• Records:
════════
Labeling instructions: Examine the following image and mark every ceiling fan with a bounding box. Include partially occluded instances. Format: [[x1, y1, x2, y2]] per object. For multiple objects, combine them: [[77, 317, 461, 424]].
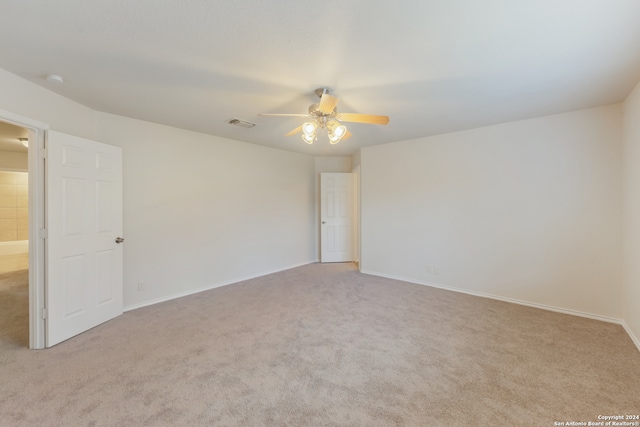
[[258, 87, 389, 144]]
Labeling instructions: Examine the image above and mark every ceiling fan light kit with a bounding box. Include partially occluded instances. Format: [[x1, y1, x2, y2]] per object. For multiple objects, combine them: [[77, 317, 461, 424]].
[[258, 87, 389, 144]]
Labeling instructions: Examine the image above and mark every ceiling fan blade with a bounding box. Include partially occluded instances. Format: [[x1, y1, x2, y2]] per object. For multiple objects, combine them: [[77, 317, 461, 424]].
[[318, 93, 339, 114], [284, 125, 302, 136], [336, 113, 389, 125], [258, 113, 309, 117]]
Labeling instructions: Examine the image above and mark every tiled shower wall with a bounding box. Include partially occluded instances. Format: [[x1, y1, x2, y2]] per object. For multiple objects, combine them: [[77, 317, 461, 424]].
[[0, 171, 29, 242]]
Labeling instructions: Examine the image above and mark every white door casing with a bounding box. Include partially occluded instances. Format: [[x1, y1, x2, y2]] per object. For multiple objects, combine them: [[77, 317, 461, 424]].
[[46, 131, 123, 347], [320, 173, 353, 262]]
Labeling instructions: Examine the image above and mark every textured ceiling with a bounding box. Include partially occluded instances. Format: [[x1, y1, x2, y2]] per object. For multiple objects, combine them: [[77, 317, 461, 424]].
[[0, 0, 640, 155]]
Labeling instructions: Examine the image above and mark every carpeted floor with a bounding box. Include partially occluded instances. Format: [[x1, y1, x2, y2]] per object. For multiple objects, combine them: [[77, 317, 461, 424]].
[[0, 264, 640, 426], [0, 269, 29, 350]]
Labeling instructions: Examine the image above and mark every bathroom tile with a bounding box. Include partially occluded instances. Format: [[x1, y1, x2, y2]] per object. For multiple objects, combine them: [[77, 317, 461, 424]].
[[0, 184, 18, 196], [0, 196, 17, 208], [0, 172, 17, 185], [0, 208, 18, 219], [0, 218, 18, 231], [16, 172, 29, 185], [0, 229, 18, 242], [16, 218, 29, 231]]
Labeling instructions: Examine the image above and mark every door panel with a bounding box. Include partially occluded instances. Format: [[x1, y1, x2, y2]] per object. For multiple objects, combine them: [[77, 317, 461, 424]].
[[320, 173, 353, 262], [46, 131, 123, 347]]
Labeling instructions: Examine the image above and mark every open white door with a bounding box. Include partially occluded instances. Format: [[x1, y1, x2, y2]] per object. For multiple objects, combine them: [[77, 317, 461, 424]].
[[45, 131, 123, 347], [320, 173, 353, 262]]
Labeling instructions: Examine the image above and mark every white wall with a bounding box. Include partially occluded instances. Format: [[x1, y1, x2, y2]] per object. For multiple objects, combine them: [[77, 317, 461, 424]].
[[361, 105, 623, 318], [0, 151, 29, 171], [0, 69, 316, 307], [0, 68, 95, 139], [624, 83, 640, 348], [97, 114, 315, 306]]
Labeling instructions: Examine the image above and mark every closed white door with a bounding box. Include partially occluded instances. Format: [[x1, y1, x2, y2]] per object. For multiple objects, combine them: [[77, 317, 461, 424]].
[[320, 173, 353, 262], [45, 131, 123, 347]]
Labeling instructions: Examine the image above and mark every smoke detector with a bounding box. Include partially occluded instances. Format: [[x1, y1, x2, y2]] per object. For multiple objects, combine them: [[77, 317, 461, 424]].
[[225, 117, 256, 129]]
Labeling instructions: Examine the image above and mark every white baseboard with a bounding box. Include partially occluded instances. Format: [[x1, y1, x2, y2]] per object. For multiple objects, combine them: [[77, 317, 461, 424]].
[[360, 270, 640, 351], [620, 320, 640, 351], [123, 261, 315, 312]]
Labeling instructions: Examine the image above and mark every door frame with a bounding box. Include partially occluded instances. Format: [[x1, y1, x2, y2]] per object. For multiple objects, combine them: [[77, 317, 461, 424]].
[[0, 110, 49, 349]]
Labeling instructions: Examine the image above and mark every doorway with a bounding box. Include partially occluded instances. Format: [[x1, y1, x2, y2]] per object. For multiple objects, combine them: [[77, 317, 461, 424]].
[[0, 110, 48, 349], [0, 122, 29, 347]]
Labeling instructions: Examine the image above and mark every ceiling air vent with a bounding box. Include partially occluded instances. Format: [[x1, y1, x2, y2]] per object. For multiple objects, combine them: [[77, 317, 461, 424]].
[[227, 117, 256, 128]]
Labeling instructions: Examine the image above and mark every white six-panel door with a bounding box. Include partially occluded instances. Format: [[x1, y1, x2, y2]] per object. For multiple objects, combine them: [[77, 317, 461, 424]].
[[320, 173, 353, 262], [46, 131, 123, 347]]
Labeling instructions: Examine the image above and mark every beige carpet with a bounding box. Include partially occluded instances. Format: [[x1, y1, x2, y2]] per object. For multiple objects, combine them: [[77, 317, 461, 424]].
[[0, 270, 29, 350], [0, 264, 640, 426]]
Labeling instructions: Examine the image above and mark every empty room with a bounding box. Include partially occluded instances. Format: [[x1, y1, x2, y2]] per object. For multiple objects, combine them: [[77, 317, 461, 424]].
[[0, 0, 640, 426]]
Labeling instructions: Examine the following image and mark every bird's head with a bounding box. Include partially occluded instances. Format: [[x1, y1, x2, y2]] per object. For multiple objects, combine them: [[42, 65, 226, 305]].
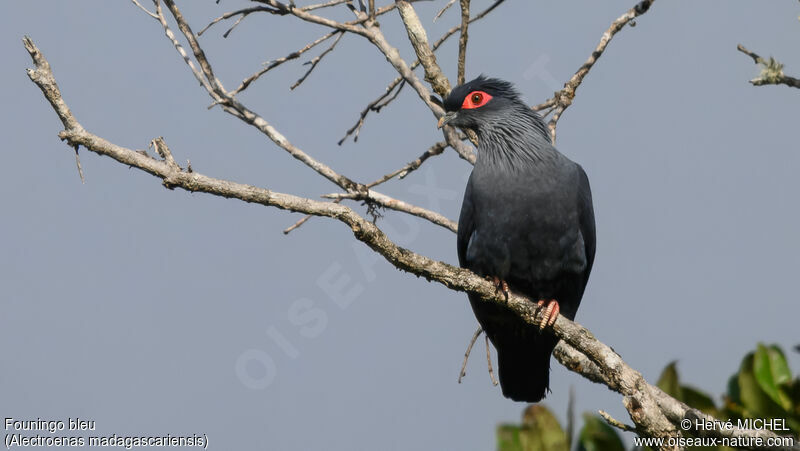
[[439, 75, 527, 134]]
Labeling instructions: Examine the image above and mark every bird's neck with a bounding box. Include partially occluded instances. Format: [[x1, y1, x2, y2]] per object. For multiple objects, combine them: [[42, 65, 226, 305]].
[[476, 106, 559, 170]]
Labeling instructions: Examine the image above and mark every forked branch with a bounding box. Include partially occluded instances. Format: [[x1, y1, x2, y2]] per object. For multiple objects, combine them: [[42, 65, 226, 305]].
[[24, 37, 790, 449]]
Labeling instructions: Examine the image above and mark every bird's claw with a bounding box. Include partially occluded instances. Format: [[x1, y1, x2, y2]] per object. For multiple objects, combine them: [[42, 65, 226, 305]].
[[536, 299, 561, 331], [487, 276, 508, 300]]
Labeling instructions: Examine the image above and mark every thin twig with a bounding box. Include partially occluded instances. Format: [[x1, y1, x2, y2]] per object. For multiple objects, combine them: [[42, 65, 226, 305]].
[[322, 189, 458, 232], [197, 6, 286, 38], [231, 30, 341, 96], [131, 0, 158, 19], [457, 0, 469, 85], [75, 146, 86, 183], [337, 77, 406, 146], [532, 0, 655, 142], [290, 31, 344, 90], [736, 44, 800, 88], [339, 0, 505, 147], [300, 0, 351, 12], [458, 326, 483, 384], [283, 141, 447, 235], [28, 38, 800, 450], [433, 0, 456, 22], [483, 335, 499, 385]]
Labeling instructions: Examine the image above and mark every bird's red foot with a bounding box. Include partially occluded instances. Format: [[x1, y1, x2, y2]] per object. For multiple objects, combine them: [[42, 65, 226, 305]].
[[487, 276, 508, 300], [536, 299, 561, 330]]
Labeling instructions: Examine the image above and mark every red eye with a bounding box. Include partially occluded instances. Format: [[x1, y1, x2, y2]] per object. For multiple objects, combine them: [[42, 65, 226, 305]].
[[461, 91, 492, 110]]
════════
• Goal of the exercise:
Output everything from the line containing "mark every tiled" down to the line containing "[[0, 171, 29, 242]]" as a Markdown table with the columns n and Line, skipping blank lines.

• Correct answer:
| n | Line |
|---|---|
| 1 | Labeling instructions: Examine the image above and mark every tiled shower wall with a bounding box. Include partially occluded instances. Format: [[x1, y1, x2, y2]] per object. For multiple objects, combine them: [[77, 317, 461, 424]]. |
| 2 | [[0, 171, 29, 242]] |